## EXERCISE
In this exercise, restate the listing word for word.

## SOURCE RECORDS
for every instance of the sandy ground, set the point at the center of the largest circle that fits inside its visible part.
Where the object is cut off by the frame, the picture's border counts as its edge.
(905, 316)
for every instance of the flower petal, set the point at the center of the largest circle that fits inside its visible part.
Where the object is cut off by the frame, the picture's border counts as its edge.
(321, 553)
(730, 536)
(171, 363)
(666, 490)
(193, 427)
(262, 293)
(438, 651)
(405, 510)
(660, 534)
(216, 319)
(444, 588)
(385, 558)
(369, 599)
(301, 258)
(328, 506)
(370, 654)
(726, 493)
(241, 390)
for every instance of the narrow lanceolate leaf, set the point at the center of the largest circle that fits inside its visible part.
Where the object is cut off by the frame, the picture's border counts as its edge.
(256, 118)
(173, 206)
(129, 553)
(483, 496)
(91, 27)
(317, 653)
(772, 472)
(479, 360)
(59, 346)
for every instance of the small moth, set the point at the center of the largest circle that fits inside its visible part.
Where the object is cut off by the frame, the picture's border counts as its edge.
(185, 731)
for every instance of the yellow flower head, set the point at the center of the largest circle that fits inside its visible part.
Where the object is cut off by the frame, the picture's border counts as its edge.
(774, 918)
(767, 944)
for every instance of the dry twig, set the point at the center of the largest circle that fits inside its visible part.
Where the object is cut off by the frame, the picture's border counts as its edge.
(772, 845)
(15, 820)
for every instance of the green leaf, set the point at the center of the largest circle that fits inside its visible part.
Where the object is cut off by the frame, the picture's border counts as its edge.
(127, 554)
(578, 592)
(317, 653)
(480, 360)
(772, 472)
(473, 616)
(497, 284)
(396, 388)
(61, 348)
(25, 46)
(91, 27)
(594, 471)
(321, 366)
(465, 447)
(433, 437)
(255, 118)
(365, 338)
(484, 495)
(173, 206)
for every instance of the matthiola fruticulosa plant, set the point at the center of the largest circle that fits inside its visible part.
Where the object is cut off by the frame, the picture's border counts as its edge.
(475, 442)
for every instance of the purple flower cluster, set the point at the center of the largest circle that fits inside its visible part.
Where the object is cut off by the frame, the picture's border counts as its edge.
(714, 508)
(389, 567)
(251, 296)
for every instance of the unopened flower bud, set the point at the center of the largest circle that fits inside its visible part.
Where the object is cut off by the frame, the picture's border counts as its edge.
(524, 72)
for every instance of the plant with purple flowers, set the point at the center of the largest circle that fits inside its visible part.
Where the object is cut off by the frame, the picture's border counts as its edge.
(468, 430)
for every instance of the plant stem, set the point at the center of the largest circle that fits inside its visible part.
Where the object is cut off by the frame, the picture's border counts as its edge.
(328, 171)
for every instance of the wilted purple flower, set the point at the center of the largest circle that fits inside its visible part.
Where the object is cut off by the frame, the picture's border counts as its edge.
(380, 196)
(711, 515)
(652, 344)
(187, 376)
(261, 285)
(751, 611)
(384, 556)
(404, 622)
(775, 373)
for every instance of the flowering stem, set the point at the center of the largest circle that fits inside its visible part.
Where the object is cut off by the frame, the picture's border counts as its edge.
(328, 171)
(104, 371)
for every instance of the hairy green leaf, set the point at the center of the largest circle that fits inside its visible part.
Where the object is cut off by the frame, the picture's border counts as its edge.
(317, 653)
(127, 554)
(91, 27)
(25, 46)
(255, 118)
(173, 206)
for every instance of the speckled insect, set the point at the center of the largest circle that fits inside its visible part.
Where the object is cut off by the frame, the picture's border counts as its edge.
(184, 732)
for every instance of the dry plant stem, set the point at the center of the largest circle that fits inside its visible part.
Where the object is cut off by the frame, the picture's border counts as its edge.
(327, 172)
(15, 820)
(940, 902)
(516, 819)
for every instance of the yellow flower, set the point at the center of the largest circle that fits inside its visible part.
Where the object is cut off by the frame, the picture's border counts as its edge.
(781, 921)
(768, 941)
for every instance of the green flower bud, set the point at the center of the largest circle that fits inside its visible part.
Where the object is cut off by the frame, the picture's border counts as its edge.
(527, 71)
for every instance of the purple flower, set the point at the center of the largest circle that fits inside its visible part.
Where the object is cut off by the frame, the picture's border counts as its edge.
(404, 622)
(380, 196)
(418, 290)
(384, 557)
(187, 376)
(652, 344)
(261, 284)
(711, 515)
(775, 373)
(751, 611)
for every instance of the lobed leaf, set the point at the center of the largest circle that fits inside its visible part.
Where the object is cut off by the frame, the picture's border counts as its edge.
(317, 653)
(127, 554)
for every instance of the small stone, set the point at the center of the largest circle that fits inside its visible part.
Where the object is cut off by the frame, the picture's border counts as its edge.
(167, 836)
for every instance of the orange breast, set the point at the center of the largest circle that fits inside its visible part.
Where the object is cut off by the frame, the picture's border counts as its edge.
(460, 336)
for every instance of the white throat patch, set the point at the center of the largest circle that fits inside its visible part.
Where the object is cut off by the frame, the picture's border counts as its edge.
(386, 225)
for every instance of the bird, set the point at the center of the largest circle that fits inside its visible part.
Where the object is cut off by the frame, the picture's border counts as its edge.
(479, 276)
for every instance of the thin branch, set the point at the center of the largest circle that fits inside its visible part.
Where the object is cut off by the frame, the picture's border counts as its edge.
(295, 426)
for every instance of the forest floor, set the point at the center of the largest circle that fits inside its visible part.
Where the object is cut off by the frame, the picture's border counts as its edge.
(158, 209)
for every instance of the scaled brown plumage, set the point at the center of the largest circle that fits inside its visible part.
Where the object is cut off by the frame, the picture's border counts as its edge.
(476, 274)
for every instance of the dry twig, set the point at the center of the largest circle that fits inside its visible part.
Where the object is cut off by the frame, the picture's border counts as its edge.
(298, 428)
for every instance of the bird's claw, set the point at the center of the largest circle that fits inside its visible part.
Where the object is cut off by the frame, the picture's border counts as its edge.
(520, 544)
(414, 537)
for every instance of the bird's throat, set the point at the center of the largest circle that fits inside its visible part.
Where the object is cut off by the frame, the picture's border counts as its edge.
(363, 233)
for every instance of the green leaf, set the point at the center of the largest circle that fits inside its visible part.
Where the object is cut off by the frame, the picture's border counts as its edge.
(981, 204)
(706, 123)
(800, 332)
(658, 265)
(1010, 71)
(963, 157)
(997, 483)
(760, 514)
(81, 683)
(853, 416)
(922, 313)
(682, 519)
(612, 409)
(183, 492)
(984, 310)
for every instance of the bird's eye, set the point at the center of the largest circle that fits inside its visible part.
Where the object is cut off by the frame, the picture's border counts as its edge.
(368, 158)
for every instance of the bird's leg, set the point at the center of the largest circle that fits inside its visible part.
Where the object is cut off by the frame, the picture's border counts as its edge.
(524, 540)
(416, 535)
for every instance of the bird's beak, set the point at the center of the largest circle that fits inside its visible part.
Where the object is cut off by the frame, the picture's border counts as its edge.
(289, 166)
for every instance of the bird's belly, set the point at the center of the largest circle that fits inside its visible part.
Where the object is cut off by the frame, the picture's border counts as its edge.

## RESULT
for every instance of the sandy ground, set the point at the center of the largest circle that fits inside its visible part.
Where the object is cut off by the frame, the picture's border counts as its edge.
(905, 316)
for every instance of the flower petal, set the point at the center of the largest circle that fits inside its visible part.
Where the object is cut off by the frame, the picture's border counts as its edge.
(321, 553)
(730, 536)
(171, 363)
(666, 490)
(193, 427)
(262, 293)
(438, 651)
(405, 510)
(660, 534)
(216, 319)
(444, 588)
(385, 558)
(369, 599)
(301, 258)
(328, 506)
(370, 654)
(726, 493)
(241, 390)
for every instance of the narrow lanceolate leaf, set the point at the center of the largest circle that fits inside its visible part.
Where the object is cut off by the frame, the picture's border counts as its edge.
(256, 118)
(173, 206)
(129, 553)
(483, 496)
(91, 27)
(317, 653)
(772, 472)
(479, 360)
(59, 346)
for every instance of the small moth, set the point at the center of the largest circle that fits inside its visible part.
Where the object is cut off by the frame, the picture's border counts as its edge.
(185, 731)
for every instance of the yellow flower head, set the point at the center of the largest circle that fits inside its visible part.
Where the object is cut off by the frame, the picture's border counts as its edge.
(774, 918)
(767, 944)
for every instance of the dry twig, set the point at the center of the largest circle that fits inside its visible part.
Where the object is cut off by the frame, the picture's border counts as its edge.
(772, 845)
(15, 820)
for every instance of the green leaf, set the point at the center of the largest circle that fits inside its visible part.
Where the object is cut off by the frame, the picture's border counts as its edge.
(127, 554)
(578, 592)
(317, 653)
(480, 360)
(772, 472)
(473, 616)
(497, 284)
(396, 388)
(61, 348)
(25, 46)
(91, 27)
(594, 471)
(321, 366)
(465, 447)
(433, 437)
(255, 118)
(365, 338)
(484, 495)
(173, 206)
for every instance of the matthiola fruticulosa plant, set the point at the center of the largest circle that fits inside its visible part.
Where the object is cut off by the frame, the picture's border counts as its edge.
(475, 442)
for every instance of the purple flower cluster, set the point at the center of the largest circle that fits inside its visible part.
Where the object is cut off by the frame, the picture's border counts as its edge.
(714, 508)
(389, 567)
(251, 296)
for every instance of the unopened flower bud, set the point at the center of the largest circle that fits inside its visible part.
Where the object is cut off by the frame, the picture's border counts as its edge.
(524, 72)
for every instance of the plant with purple flowers, set the point at the center of the largest circle that fits inside its visible part.
Where the object is cut off by the frame, the picture's border counts as its edge.
(468, 430)
for every instance of the plant stem, set the point at the center of the largest circle that fits inside its visible part.
Where the object is cut off by the frame, the picture's border counts as its edge.
(328, 171)
for every instance of the wilted purple flower, set the point at the center of the largest circle that fits inside its visible part.
Where the object is cut off by the frame, the picture's border counts as its edge.
(380, 196)
(711, 515)
(652, 344)
(187, 376)
(261, 285)
(751, 611)
(384, 556)
(404, 622)
(775, 373)
for every instance of the flowering stem, set the point at the center of the largest circle that fits inside its visible part.
Where the object is cut off by the frame, the picture's border counts as its edge.
(328, 171)
(104, 371)
for every instance of the hairy green leaf, set the point at the center of the largest circle that fits inside its visible part.
Where the object is cut off by the frame, the picture's border counts as its edge.
(317, 653)
(127, 554)
(91, 27)
(25, 46)
(255, 118)
(173, 206)
for every instance of the speckled insect, set the point at the center of the largest circle that fits inside its visible part.
Where the object is cut off by the frame, the picture's border counts as its edge.
(184, 732)
for every instance of the dry plant stem, set the point at the center of the largest circle that fits inside its visible part.
Where the object is cut off by the frame, the picture's border counts as its edge.
(327, 172)
(15, 820)
(940, 902)
(516, 819)
for every instance of the yellow flower, set the point at the center of the largest circle that fits inside its visible part.
Where the object is cut off by the frame, the picture's border counts as its edge.
(781, 921)
(768, 941)
for every instance of the green flower bud, set the point at the center of the largest circle that fits inside its visible part.
Where the object is cut off by the frame, the picture's border counts as its edge.
(527, 71)
for every instance of the purple flower, set the point at the center of the largest circle that fits inside its visible part.
Where the object is cut off by the frame, the picture's border counts as its edge.
(404, 622)
(380, 196)
(418, 290)
(384, 557)
(187, 376)
(652, 344)
(261, 284)
(711, 515)
(775, 373)
(751, 611)
for every instance of the lobed leaf, set the point at the center of the largest circle that fits inside its visible part.
Where the object is cut off by the frame, the picture's border counts as its edge.
(317, 653)
(127, 554)
for every instance of the small stone, set the point at the center of the largest circle that fits inside its visible part.
Where the object is cut off by the frame, the picture's border counts as its edge.
(167, 836)
for every instance of the orange breast, set the point at the center of the largest circle that fits inside its visible part.
Where the object is cut off by the frame, the picture's border counts as its edge.
(460, 336)
for every instance of the white throat patch, set the point at the center of the largest circle that fits inside its visible part.
Where the object is cut off by the frame, the picture's border counts as its edge.
(386, 225)
for every instance of the bird, set the point at the center of the largest circle that fits inside its visible part.
Where the object is cut off by the frame, the picture's border counts as its edge.
(479, 276)
for every instance of the thin branch, set the point at the center of the largest circle that fits inside its visible part.
Where the object is cut off by the frame, the picture's border counts as its edge.
(295, 426)
for every instance of the forest floor, set the point at the center of the largest circle that fits inside its visible part.
Where the object is cut off by the frame, the picture's border counts as its edge.
(158, 209)
for every instance of the scaled brown plumage, set the point at the center of the largest circle that fits inside its visible part.
Where the object is cut off by the frame, the picture's border counts as its edge.
(476, 274)
for every instance of the dry twig, set the point at the center of the largest circle that fits inside its visible part.
Where the object is cut off by the frame, the picture's border counts as its edge.
(298, 428)
for every instance of the bird's claw, set the point at the center of the largest circle that fits inside its visible part.
Where the object is cut off by the frame, the picture's border counts as its edge.
(520, 544)
(414, 537)
for every instance of the bird's throat, set the point at the center of the largest circle that fits inside its visible part.
Where the object is cut off by the frame, the picture's border counts as its edge.
(363, 233)
for every instance of the green leaf, set the point at the center of the largest circle that fits inside its visible part.
Where the object is cut off by the frame, the picture's border counts as its edge.
(981, 204)
(706, 123)
(800, 332)
(658, 265)
(1010, 71)
(963, 157)
(997, 483)
(760, 514)
(81, 683)
(853, 416)
(922, 313)
(682, 519)
(612, 409)
(183, 492)
(984, 310)
for every instance of the bird's eye, set the point at the center of the largest circle that fits inside its visible part.
Where the object is cut off by the frame, the picture's border counts as its edge.
(368, 158)
for every instance of the bird's leg, set the point at the center of the largest circle that fits inside its visible part.
Where the object is cut off by the frame, the picture's border counts as its edge.
(524, 540)
(416, 535)
for every instance of the bird's beak, set the point at the center of the largest circle that fits inside its visible part.
Where the object is cut off by the frame, the picture's border counts as its edge.
(289, 166)
for every instance of the bird's belly, set the point at the center of the largest circle that fits inside its visible part.
Where the object is cut off by the frame, the picture's border counts as its edge.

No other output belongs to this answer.